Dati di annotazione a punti
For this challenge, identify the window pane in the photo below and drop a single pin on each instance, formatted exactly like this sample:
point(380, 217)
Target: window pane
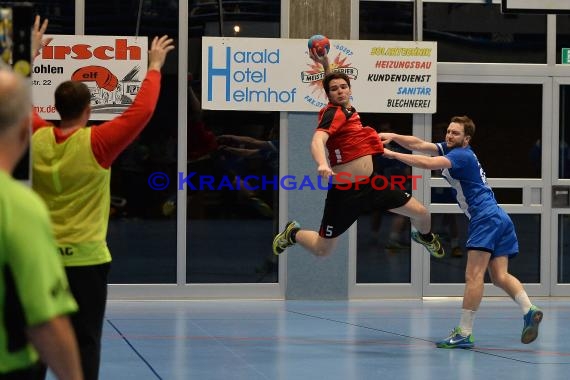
point(480, 33)
point(506, 132)
point(383, 241)
point(386, 21)
point(142, 229)
point(453, 232)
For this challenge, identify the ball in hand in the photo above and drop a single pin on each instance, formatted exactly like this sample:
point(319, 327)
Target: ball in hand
point(320, 43)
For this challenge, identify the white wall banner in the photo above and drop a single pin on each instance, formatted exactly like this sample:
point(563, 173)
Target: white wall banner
point(113, 68)
point(277, 74)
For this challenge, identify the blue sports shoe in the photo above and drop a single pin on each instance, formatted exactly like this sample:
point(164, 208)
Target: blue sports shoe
point(457, 340)
point(531, 321)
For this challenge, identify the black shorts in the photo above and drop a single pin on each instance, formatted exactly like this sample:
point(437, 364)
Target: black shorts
point(344, 205)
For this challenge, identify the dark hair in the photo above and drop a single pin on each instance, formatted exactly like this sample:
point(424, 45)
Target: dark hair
point(468, 124)
point(71, 99)
point(334, 75)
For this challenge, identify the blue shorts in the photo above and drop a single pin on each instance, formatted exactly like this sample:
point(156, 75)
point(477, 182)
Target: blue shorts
point(494, 234)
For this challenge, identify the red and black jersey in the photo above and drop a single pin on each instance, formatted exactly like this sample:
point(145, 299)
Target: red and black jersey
point(348, 138)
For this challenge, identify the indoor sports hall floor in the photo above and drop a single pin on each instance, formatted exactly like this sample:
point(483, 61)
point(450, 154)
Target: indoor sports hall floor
point(327, 340)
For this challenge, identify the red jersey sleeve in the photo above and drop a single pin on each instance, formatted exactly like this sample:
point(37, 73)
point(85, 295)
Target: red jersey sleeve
point(109, 139)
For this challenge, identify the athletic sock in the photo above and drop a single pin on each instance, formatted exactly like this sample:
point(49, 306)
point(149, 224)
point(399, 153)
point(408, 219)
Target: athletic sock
point(466, 322)
point(523, 301)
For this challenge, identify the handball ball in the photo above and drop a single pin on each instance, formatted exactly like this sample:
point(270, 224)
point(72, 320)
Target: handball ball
point(320, 43)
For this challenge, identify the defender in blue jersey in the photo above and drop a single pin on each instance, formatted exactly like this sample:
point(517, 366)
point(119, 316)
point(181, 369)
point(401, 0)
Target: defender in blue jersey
point(491, 234)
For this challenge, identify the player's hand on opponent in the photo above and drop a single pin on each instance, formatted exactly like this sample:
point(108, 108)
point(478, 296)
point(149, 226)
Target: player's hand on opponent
point(159, 48)
point(38, 40)
point(325, 171)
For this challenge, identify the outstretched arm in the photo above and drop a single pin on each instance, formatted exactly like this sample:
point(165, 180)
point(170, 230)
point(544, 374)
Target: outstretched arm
point(409, 142)
point(418, 161)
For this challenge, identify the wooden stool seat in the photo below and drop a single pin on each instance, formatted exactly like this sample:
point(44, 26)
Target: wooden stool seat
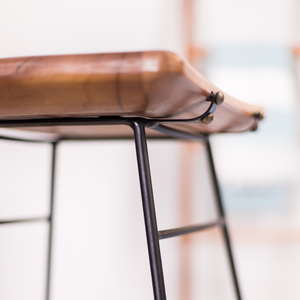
point(150, 84)
point(95, 95)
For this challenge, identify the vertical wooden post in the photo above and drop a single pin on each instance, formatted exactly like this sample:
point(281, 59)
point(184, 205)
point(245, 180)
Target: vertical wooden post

**Consegna**: Ripeti parola per parola tutti i record qui sopra, dal primo all'ultimo. Lascia fuori dalla risposta le immagini.

**Risposta**:
For this challenge, identify the window pane in the photo below and drop a single pin on each instance, formatted exactly like this sample:
point(380, 217)
Target: window pane
point(480, 33)
point(506, 132)
point(383, 241)
point(386, 21)
point(142, 229)
point(453, 232)
For this challenge, identify the ball in hand in the photo above and drop a single pin on each instance, formatted exactly like this sample:
point(319, 327)
Target: ball in hand
point(320, 43)
For this challenge, identify the white wall banner in the photo above and drop a single pin on each instance, formatted exactly like this sample:
point(563, 173)
Target: white wall banner
point(113, 68)
point(277, 74)
For this challenge, identify the blue sports shoe in the photo above and drop a single pin on each instance, formatted exactly like this sample:
point(164, 208)
Target: blue sports shoe
point(457, 340)
point(531, 321)
For this challenge, identify the black shorts in the photo above and drop a single pin on each instance, formatted exactly like this sample:
point(437, 364)
Target: black shorts
point(344, 205)
For this challenge, identify the dark hair in the photo above and drop a single pin on each instance, formatted exactly like this sample:
point(424, 45)
Target: dark hair
point(468, 124)
point(71, 99)
point(334, 75)
For this challenge, identify the blue shorts in the photo above and drop a single pin on each instance, formatted exactly like this sample:
point(156, 75)
point(477, 182)
Target: blue shorts
point(494, 234)
For this challenge, identify the red and black jersey in the photo above and drop a single pin on each instance, formatted exactly like this sample:
point(145, 299)
Target: red and black jersey
point(348, 138)
For this challenge, identify the indoor sports hall floor in the photo above and drop a single pin on each instance, formatted exactly like this sample:
point(483, 61)
point(450, 154)
Target: indoor sports hall floor
point(327, 340)
For this challenge, identify the red jersey sleeve in the photo above and drop a single pin on each instance, formatted exactly like this sample:
point(37, 73)
point(85, 295)
Target: red jersey sleeve
point(109, 139)
For this challenge, identify the athletic sock in the photo above and drop a single pin on each instance, formatted exactly like this sample:
point(49, 306)
point(149, 224)
point(399, 153)
point(408, 219)
Target: athletic sock
point(466, 322)
point(523, 301)
For this challenge, identify the handball ball in the photo above and drop a single pin on each instance, formatted exactly like this sample:
point(270, 224)
point(72, 320)
Target: handball ball
point(320, 43)
For this challenge, identify the defender in blue jersey in the photo above and drop a single pin on each instance, formatted exactly like this sample:
point(517, 366)
point(119, 316)
point(181, 369)
point(401, 0)
Target: defender in blue jersey
point(491, 234)
For this challenge, identify the player's hand on opponent in the photo above and drop a single pin on each instance, formatted exactly like this sample:
point(108, 108)
point(478, 296)
point(149, 226)
Target: player's hand on opponent
point(159, 48)
point(38, 40)
point(325, 171)
For this challenge, identify the outstretched arm in the photo above and drop a single pin on each instance, formatted exactly like this sample:
point(165, 180)
point(170, 230)
point(544, 374)
Target: outstretched arm
point(409, 142)
point(418, 161)
For this challenge, identify the wooden stool seat in the photo below and drop a single pin on each instance, formatted exactly like this sample:
point(44, 26)
Target: wooden stool seat
point(150, 84)
point(95, 95)
For this challenge, identify the vertical wooden post in the photo above and drop a single pin on each instance, formatted exactly like this sample:
point(281, 59)
point(184, 205)
point(245, 180)
Target: vertical wooden post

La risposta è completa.